### WHAT YOU ARE ASKED TO DO
Rewrite the listing from the line containing "Please provide the mask of every instance of the girl" through the end, replacing "sample" with "specimen" and changing nothing else.

start

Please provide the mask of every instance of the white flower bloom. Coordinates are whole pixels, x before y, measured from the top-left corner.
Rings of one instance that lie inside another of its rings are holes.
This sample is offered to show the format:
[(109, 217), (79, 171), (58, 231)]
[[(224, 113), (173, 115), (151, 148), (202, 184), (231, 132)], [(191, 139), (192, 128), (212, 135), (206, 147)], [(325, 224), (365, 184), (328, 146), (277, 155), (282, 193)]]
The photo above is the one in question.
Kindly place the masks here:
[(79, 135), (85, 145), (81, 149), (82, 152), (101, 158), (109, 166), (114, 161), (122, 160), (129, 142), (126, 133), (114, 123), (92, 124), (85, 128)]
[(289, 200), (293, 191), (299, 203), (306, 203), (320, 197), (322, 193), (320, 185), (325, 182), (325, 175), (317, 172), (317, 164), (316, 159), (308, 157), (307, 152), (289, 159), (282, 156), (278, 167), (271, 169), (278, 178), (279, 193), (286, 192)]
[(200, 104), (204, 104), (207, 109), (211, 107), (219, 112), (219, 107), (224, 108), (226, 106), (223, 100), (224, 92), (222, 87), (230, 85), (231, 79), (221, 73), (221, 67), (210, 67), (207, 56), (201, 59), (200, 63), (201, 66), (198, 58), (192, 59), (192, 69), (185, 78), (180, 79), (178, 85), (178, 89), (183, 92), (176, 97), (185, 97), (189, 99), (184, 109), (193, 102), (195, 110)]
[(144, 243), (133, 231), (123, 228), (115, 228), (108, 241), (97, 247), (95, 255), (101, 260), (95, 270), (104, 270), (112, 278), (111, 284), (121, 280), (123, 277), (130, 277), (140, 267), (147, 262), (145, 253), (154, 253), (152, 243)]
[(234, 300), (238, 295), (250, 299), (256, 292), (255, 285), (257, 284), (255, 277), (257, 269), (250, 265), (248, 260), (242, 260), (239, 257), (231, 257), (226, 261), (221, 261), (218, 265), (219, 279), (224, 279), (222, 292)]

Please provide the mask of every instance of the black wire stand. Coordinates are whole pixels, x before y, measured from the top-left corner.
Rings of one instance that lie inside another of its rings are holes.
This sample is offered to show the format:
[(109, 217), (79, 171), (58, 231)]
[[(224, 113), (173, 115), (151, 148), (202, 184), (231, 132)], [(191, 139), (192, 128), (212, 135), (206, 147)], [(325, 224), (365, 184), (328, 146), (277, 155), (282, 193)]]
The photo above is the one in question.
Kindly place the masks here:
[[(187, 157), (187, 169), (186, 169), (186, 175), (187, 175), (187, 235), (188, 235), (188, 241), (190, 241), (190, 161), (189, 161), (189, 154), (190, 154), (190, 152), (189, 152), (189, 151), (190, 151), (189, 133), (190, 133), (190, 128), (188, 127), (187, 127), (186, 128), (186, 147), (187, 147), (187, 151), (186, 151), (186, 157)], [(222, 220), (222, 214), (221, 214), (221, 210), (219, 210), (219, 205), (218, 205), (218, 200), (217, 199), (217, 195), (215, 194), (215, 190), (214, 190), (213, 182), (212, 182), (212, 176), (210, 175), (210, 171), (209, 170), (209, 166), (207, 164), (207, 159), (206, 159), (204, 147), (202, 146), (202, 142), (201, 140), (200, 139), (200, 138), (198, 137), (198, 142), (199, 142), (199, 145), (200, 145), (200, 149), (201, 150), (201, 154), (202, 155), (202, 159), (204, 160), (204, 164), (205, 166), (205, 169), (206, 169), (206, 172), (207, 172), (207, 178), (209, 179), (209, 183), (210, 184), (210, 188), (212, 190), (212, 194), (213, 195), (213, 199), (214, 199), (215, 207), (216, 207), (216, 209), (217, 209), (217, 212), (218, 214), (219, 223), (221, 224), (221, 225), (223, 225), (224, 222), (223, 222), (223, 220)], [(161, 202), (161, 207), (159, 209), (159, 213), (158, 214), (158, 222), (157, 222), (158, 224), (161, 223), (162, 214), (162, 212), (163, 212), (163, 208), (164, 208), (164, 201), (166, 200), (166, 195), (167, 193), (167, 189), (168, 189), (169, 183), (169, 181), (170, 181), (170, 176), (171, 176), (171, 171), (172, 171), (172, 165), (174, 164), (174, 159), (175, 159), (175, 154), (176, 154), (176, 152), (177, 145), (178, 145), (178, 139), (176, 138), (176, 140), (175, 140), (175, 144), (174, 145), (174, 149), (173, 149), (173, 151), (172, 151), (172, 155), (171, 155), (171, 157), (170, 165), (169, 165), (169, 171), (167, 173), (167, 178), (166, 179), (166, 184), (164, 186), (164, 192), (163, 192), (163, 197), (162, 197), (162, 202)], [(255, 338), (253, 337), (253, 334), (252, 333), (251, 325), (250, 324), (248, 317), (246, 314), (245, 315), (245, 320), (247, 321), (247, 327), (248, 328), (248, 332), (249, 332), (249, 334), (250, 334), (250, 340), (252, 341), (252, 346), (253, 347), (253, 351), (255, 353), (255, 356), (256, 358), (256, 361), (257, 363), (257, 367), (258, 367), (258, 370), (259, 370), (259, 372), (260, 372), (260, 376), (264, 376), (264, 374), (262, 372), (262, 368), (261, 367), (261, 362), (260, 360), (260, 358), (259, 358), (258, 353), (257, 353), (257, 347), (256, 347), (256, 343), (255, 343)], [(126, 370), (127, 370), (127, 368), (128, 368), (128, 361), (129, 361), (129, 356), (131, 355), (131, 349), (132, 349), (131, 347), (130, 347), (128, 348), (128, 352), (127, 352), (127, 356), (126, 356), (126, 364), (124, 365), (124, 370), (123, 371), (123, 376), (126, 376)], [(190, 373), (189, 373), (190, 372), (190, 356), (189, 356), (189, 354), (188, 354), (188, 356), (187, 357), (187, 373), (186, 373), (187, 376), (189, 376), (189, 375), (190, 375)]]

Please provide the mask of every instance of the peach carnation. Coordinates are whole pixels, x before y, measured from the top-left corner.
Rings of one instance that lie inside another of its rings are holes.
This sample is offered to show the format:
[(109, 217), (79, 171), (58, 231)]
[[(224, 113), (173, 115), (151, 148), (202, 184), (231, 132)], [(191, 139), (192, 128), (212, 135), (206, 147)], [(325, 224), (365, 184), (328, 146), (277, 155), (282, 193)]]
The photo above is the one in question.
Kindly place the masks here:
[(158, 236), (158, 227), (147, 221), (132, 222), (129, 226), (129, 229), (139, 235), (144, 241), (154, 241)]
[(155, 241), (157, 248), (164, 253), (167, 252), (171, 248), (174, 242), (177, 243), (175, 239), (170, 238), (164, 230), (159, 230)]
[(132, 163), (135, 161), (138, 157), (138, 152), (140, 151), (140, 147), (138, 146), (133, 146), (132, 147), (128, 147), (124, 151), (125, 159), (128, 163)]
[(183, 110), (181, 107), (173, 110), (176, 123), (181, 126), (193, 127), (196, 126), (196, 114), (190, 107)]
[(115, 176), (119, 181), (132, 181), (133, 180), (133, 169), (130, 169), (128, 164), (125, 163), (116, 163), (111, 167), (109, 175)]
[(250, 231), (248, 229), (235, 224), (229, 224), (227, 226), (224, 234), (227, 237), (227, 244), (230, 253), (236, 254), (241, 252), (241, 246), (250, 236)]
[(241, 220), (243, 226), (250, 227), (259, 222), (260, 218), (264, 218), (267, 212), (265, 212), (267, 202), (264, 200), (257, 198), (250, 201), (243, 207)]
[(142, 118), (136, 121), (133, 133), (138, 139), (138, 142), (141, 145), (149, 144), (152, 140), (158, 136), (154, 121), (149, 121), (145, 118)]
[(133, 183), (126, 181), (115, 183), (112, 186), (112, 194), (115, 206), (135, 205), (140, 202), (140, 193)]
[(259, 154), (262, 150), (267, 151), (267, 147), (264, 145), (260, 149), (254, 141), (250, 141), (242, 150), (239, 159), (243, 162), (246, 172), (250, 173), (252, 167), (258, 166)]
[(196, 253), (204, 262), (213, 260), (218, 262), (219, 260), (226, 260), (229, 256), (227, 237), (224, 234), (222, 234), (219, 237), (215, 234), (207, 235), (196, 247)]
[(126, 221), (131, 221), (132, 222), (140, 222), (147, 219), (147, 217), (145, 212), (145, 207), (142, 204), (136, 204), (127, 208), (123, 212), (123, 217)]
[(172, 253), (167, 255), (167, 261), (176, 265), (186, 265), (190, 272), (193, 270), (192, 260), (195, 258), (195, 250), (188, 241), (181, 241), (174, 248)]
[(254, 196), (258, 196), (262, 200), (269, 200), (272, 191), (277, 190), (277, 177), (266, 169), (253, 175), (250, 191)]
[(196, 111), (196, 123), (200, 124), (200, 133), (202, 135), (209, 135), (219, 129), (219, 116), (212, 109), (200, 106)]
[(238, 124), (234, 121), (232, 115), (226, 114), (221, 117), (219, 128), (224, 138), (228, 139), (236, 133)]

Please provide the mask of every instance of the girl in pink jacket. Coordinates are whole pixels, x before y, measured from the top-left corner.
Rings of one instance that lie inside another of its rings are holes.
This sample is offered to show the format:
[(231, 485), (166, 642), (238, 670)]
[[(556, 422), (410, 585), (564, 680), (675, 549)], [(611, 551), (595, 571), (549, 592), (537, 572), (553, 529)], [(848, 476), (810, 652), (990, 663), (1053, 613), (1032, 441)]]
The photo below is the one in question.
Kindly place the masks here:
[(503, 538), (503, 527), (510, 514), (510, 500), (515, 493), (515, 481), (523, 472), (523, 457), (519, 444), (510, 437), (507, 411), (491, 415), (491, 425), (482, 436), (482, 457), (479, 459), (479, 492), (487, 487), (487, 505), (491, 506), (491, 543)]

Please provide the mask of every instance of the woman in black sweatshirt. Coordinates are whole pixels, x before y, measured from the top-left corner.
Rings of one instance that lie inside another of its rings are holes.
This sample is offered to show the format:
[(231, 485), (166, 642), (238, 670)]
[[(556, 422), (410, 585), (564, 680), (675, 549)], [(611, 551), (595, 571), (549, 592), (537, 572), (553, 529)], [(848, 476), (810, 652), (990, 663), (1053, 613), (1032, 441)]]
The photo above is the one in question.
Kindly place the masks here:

end

### TASK RESULT
Please provide the mask of every instance of the girl in pink jacket. Coordinates are whole pixels, x before y, measured from the top-left corner.
Rings of one instance that lie inside another of its rings are holes.
This specimen is offered to show the format:
[(231, 485), (166, 642), (238, 670)]
[[(556, 422), (410, 585), (564, 680), (675, 549)], [(611, 551), (595, 571), (549, 592), (537, 572), (553, 529)], [(848, 476), (810, 652), (990, 663), (1053, 613), (1032, 441)]]
The photo below is the one in question.
Kindly place the masks here:
[(503, 538), (503, 527), (510, 514), (510, 500), (515, 493), (515, 481), (523, 472), (523, 457), (519, 444), (510, 437), (507, 411), (491, 415), (491, 425), (482, 436), (482, 457), (479, 459), (479, 492), (487, 487), (487, 505), (491, 506), (491, 543)]

Please provide the mask of every instance of the woman in black sweatshirt. Coordinates are whole pixels, x before y, measured from the top-left corner.
Rings of one instance that lie inside another of its rings are holes.
This specimen is offered to show the format:
[(231, 485), (166, 642), (238, 670)]
[[(556, 422), (410, 585), (564, 680), (675, 549)], [(611, 551), (595, 571), (549, 592), (537, 572), (553, 529)], [(848, 476), (810, 652), (990, 663), (1053, 613), (1032, 441)]]
The photo above is the one in question.
Kindly place the masks here:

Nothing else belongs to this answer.